Problem details
Beginning with the line that holds "Query: dorsal fin", set down each line of the data below through the very last, exactly as given, and nothing beyond that.

Dataset excerpt
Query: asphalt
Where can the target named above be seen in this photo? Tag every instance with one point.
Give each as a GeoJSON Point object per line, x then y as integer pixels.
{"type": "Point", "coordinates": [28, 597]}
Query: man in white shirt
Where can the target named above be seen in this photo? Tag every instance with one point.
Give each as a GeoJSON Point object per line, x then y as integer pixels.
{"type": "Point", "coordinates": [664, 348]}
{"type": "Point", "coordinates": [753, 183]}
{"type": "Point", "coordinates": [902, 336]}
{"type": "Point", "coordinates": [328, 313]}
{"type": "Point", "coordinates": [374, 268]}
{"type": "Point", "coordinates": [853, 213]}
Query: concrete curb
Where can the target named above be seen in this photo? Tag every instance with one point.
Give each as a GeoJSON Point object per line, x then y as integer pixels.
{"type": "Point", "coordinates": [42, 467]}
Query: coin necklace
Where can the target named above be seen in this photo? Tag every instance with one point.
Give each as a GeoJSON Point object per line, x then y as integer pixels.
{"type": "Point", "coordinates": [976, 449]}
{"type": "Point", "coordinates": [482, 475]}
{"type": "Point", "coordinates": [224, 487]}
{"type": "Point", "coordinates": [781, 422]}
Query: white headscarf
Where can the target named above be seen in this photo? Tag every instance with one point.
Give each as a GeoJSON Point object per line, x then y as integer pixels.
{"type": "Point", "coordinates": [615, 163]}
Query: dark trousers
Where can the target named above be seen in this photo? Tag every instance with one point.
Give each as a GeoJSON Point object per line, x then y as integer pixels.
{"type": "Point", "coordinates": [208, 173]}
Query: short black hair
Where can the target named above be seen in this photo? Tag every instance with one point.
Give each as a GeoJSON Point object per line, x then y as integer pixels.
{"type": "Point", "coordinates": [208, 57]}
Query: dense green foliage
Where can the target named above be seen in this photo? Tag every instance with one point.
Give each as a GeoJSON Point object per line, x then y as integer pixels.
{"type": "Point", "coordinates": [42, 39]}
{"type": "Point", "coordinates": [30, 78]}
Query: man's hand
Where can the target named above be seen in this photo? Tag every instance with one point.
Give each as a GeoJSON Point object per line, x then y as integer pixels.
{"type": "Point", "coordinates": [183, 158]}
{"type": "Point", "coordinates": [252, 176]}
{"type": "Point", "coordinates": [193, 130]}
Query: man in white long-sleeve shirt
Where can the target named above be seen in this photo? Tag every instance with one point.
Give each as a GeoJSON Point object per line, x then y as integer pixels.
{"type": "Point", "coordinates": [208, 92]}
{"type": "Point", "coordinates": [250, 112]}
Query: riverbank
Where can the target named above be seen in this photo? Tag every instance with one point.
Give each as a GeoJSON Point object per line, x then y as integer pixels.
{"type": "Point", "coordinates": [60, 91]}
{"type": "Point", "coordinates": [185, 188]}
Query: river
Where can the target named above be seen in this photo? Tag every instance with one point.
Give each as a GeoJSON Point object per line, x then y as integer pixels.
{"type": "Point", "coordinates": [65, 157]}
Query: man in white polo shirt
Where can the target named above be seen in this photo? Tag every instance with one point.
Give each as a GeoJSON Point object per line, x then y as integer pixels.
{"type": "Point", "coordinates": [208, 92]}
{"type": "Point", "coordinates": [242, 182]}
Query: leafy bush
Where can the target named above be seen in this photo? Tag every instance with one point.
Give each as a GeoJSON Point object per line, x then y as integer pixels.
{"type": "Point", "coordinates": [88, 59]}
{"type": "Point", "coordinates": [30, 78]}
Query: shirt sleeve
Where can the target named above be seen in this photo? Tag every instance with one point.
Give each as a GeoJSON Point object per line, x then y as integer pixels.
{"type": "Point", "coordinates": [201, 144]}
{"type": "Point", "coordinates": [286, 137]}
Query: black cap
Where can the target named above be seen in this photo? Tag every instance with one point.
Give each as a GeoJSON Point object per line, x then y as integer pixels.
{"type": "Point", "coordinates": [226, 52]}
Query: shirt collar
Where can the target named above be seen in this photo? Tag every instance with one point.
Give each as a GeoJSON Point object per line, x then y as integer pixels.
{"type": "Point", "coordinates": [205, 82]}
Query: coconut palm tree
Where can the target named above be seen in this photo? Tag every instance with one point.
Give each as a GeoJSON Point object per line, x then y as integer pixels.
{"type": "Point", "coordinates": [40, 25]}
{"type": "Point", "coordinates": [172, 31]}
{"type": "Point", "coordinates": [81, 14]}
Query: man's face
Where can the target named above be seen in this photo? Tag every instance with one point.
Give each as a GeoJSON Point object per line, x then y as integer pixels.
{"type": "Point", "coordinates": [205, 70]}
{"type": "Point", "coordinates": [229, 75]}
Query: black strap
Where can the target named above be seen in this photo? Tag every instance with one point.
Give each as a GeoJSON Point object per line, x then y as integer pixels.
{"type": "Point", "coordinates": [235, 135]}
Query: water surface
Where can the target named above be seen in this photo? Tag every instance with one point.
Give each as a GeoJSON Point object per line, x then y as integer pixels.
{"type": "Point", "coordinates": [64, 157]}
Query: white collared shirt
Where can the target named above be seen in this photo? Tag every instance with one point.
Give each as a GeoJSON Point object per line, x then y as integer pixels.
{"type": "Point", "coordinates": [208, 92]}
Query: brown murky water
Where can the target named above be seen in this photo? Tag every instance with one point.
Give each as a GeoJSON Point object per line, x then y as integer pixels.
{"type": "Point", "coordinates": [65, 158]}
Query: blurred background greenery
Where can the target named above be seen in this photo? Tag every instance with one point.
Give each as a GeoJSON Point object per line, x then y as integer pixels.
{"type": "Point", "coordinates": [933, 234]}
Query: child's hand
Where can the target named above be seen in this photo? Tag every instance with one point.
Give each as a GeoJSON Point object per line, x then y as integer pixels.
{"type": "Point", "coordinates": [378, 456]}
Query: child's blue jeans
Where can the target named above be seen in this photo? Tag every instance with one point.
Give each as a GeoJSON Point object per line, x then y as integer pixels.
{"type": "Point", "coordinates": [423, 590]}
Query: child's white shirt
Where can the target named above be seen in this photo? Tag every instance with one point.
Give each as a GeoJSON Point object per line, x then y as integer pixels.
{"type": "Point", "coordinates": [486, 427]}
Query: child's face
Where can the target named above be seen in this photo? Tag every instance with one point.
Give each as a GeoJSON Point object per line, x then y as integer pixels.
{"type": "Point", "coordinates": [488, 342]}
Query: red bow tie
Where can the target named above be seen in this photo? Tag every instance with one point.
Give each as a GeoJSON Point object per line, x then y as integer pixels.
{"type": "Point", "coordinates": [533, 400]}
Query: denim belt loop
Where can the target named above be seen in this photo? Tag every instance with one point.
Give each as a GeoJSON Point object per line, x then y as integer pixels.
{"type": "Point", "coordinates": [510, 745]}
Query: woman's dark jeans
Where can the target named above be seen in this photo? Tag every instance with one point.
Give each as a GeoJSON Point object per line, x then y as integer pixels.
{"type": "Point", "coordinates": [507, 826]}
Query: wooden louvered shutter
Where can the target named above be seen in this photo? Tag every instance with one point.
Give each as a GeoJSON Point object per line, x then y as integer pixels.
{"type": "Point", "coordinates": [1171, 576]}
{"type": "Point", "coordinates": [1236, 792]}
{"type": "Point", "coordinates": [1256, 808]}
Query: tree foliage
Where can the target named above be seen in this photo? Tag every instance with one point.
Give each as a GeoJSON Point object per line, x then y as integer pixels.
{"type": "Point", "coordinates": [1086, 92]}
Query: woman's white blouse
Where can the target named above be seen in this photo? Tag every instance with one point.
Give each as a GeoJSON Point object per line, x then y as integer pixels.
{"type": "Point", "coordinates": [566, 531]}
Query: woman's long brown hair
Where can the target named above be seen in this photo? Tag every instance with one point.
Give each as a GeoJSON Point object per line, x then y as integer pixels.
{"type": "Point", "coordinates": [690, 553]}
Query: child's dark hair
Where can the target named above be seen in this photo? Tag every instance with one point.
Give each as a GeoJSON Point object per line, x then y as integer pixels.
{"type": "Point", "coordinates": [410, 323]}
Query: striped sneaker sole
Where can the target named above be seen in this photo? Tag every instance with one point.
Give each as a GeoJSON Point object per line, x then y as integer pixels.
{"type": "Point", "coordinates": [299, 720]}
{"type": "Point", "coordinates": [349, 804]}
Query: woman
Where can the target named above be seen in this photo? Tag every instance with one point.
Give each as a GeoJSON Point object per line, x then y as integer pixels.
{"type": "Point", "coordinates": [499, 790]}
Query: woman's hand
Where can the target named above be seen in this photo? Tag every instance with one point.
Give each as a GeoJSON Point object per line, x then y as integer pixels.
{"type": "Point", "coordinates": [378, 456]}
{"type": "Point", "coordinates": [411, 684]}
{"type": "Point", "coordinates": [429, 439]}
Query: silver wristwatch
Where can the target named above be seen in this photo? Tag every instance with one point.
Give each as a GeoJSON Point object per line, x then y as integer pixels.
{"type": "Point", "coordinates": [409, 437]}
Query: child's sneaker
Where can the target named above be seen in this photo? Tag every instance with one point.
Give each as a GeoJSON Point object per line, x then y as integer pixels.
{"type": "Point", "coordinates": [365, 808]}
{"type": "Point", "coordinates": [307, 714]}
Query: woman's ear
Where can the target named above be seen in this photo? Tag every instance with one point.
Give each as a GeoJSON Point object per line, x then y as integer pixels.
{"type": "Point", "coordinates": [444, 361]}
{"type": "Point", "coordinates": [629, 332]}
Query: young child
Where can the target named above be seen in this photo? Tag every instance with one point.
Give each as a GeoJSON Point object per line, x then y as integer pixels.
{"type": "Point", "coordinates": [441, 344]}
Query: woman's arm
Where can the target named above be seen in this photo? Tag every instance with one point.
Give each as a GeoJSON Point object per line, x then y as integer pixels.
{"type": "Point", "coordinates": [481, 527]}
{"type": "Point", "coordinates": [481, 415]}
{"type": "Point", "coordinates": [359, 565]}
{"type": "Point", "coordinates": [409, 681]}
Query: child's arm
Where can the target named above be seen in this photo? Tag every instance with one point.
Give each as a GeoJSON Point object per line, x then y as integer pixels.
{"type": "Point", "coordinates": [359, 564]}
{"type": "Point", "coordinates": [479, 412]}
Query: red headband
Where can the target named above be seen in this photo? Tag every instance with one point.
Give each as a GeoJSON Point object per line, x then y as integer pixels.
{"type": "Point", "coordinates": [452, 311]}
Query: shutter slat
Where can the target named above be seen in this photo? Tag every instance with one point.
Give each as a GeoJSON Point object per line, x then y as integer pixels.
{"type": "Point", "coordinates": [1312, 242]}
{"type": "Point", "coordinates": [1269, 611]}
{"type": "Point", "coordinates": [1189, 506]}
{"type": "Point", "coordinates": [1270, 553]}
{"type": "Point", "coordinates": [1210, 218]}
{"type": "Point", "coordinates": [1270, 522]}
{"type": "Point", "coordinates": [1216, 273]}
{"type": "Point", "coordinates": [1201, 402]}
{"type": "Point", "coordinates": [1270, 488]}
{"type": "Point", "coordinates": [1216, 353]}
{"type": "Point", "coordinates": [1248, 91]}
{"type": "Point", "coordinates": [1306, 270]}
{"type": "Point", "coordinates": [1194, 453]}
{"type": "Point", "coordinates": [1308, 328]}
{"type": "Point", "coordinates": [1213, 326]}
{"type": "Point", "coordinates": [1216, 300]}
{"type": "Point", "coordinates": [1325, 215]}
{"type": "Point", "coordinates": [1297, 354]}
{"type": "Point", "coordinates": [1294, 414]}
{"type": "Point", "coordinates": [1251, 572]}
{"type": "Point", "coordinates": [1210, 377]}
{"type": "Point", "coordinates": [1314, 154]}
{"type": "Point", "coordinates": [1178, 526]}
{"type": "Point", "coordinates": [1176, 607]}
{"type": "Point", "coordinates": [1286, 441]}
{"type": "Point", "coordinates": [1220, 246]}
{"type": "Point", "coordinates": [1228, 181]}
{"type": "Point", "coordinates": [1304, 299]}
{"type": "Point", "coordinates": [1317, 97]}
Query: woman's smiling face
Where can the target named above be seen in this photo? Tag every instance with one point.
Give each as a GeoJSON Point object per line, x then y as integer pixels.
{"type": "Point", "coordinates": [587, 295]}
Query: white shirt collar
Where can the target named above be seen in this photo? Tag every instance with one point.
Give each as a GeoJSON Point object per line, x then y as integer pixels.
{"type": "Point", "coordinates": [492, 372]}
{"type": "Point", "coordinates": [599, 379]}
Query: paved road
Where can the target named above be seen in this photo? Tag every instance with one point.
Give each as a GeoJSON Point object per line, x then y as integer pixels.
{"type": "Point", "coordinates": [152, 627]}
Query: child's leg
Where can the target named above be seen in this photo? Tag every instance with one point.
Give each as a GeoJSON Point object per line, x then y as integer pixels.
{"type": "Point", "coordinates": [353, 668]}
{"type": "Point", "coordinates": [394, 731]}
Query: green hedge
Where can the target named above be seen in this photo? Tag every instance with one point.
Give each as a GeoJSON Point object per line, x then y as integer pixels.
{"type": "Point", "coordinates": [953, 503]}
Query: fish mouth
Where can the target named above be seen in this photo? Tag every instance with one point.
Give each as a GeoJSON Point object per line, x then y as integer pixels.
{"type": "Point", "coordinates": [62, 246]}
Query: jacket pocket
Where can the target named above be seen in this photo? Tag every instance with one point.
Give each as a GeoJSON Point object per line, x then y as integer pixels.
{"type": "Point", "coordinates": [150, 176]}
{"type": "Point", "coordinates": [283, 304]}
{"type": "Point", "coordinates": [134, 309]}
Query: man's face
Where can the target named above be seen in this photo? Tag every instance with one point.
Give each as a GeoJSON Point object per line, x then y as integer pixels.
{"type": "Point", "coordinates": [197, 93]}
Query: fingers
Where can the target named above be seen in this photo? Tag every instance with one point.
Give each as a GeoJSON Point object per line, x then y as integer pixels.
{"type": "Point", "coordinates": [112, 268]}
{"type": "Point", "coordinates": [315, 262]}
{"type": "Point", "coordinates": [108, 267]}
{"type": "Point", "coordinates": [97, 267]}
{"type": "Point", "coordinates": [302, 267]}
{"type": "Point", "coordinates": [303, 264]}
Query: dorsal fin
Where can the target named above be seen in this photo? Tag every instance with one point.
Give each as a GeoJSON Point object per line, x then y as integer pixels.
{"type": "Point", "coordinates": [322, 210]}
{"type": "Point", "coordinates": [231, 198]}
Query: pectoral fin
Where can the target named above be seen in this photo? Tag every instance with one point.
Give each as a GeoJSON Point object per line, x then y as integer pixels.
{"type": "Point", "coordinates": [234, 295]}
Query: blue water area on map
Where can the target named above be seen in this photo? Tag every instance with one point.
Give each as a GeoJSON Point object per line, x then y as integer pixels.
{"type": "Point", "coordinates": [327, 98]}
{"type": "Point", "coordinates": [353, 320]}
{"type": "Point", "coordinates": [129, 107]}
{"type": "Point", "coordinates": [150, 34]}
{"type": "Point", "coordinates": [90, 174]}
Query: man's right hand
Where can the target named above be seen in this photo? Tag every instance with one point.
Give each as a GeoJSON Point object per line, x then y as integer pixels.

Task answer
Query: dorsal fin
Where can the target named above be seen in this photo? Tag every instance with one point.
Give each as a GeoJSON Point object per line, x then y as integer pixels.
{"type": "Point", "coordinates": [322, 210]}
{"type": "Point", "coordinates": [231, 198]}
Query: pectoral fin
Where can the target named above be seen in this photo? Tag every instance with one point.
Give each as a GeoJSON Point object per line, x then y as integer pixels.
{"type": "Point", "coordinates": [234, 295]}
Query: blue water area on map
Where can the target named above be seen in this photo? Tag every instance with one point.
Give each as a GeoJSON Point object per line, x then y as integer pixels.
{"type": "Point", "coordinates": [327, 98]}
{"type": "Point", "coordinates": [353, 320]}
{"type": "Point", "coordinates": [129, 107]}
{"type": "Point", "coordinates": [150, 34]}
{"type": "Point", "coordinates": [90, 174]}
Query: man's right hand
Where can the target named above be seen in this photo? Tag every instance with one point.
Give each as a GeoJSON Point object per line, x then y as integer pixels.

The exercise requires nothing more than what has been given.